Would you return all of this data exactly, leaving nothing out?

= = = = = = =

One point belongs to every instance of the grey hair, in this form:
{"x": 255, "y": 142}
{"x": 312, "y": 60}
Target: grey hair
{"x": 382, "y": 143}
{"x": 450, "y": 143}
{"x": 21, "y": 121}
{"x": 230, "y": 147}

= = = = = = =

**EXERCISE OUTPUT**
One point belongs to every instance of the grey hair, in this form:
{"x": 255, "y": 142}
{"x": 312, "y": 60}
Target: grey hair
{"x": 382, "y": 143}
{"x": 450, "y": 143}
{"x": 21, "y": 121}
{"x": 230, "y": 147}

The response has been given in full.